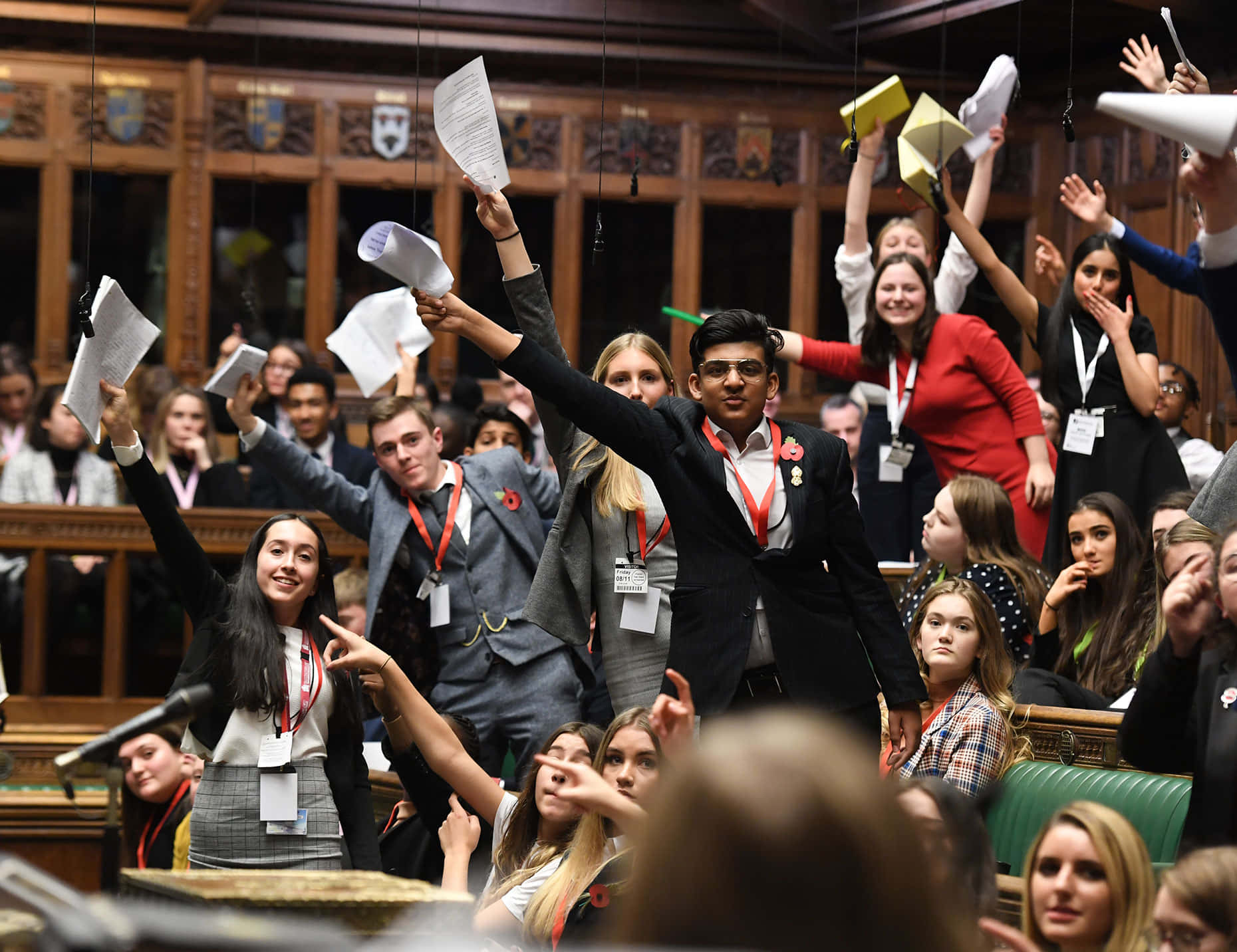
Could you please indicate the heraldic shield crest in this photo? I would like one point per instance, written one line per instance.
(391, 130)
(266, 123)
(8, 106)
(126, 113)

::::::

- [作業指示] 上の行をすべて、1行を1つの文字列とするJSONリストに変換してください。空行と画像は含めないでください。

- [解答例]
[
  "Could you please indicate the heraldic shield crest in this photo? I would like one point per instance, written one line per instance.",
  "(391, 130)",
  "(266, 123)",
  "(8, 106)",
  "(126, 113)"
]